• [Exercise goal]:
Below are records; transcribe each one exactly.

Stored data
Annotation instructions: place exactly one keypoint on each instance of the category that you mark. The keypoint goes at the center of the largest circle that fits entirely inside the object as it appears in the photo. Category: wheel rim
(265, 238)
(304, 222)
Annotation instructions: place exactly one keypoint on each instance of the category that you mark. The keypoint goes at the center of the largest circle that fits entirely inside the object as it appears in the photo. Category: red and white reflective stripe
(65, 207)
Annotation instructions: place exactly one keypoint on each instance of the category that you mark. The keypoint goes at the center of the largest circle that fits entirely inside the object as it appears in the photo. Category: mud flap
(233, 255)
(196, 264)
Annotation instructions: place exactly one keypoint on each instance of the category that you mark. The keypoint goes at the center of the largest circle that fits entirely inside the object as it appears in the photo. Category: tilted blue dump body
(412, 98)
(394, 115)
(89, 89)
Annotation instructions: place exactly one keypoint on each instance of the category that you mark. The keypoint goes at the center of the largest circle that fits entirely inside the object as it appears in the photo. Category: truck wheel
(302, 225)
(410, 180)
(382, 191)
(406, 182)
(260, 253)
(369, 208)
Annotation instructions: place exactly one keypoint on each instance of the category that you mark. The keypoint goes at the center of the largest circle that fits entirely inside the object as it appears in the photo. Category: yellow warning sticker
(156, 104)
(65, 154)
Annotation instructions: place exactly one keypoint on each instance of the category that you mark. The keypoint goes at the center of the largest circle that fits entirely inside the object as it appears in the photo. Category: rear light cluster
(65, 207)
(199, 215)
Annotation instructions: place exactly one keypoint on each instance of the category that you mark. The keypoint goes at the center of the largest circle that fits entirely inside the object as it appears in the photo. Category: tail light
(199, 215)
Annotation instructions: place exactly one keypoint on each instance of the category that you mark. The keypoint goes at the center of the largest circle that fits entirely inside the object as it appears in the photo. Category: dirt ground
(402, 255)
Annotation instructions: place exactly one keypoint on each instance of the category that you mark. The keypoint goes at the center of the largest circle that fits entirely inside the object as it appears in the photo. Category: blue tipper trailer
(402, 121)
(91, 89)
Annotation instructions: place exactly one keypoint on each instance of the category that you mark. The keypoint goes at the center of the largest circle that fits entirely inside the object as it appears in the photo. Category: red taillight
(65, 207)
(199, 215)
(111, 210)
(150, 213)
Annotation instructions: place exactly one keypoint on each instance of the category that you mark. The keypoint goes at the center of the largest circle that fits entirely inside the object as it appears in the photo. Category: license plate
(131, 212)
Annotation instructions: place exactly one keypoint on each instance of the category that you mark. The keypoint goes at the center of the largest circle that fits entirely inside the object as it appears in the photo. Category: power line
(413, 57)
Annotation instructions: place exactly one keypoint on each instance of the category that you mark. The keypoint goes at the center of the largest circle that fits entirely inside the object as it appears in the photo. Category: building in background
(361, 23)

• [Expected answer]:
Annotation instructions: place exactly one keypoint on each instance of the category that you mark. The keypoint goes at the center of the largest circle that fits entirely inside the object as it appears in the photo. Category: wheel rim
(265, 238)
(304, 222)
Annotation instructions: place exactly one keypoint on each instance of the category that you mark. The keypoint goes at the center of the largest circle that fits entirely inside the object as it appears in the photo. Category: red and white reflective stripe
(65, 207)
Annotation instructions: place exactly one keypoint on each instance of the category that you mark. The keypoint goes at the center of the largest circle that fits entirely inside the object as it appears in the photo. Category: mud flap
(233, 255)
(196, 264)
Annotation instructions: place exactly one keypoint on each instance of the category that you mark. The keypoint goes at the center of the largest circle that fits entirely inside the object as it appears in the photo. Category: tilted blue dump body
(412, 98)
(394, 115)
(89, 89)
Annotation instructions: place exactly one keypoint on each instance of the category that you mark. The keypoint goes at the center of the largest circle that fits entirely inside the object as it appears in the photo. Category: truck wheel
(302, 225)
(410, 180)
(382, 191)
(406, 182)
(260, 253)
(369, 208)
Annotation instructions: place exactly one keypoint on each instance of the category that you mark. The keypoint goes at the center of the largest circle that fits entirely inside the object as it appears in the photo. Category: yellow warning sticker
(156, 104)
(65, 154)
Annotation instructions: place exactly one keypoint on each instance of the category that you mark. The keypoint goes at the center of the largest circle that fits entirely inside the object as it appears in the photo. Category: rear light cluster
(65, 207)
(199, 215)
Annotation instructions: place exactly one keypoint on each instance of the category that you mark. The keypoint goes at the center of the largest circle that fits entirely inside the object as it appears in the photo. Category: tail light
(199, 215)
Annotation instructions: place exactly one keypoint on each instance of the category that you mark. The keypoint goes at the center of the largest circle that fits entirely inside the object as it appears in the photo. Category: dirt ground
(402, 255)
Annotation instructions: place exactly one keypoint on each instance of the category that you mark. The keypoint goes at the center of the largest circle that fits entirely inside the object as it appears in the photo. Category: blue tipper trailer
(402, 121)
(91, 89)
Annotation instructions: place exactly one keypoint on each instance of the category that you mark. The keypoint goes at the center of the largest circle that fits entirely inside the object as it appears in the photo. Category: red taillight
(65, 207)
(199, 215)
(111, 210)
(150, 213)
Annotation instructions: place exactly one keypoint on each instance of the category that you mark. The keypoint goes at the center of the largest circle that fits entirely inside the object as it appears in the photo. Category: license plate
(131, 212)
Annotation instructions: place exactly one keypoint on each instance of the category that you mark. The keypoint goes at the center of the largest circle that fits entirely inside the object as it appears in the photo. Category: power line
(413, 57)
Annotation instructions: place exactly one keypoint on each instance of the category that you mark. The keypoint goes at the center of the largest circle that fits entirely inside the object as it appears in the photo. Category: building in background
(361, 23)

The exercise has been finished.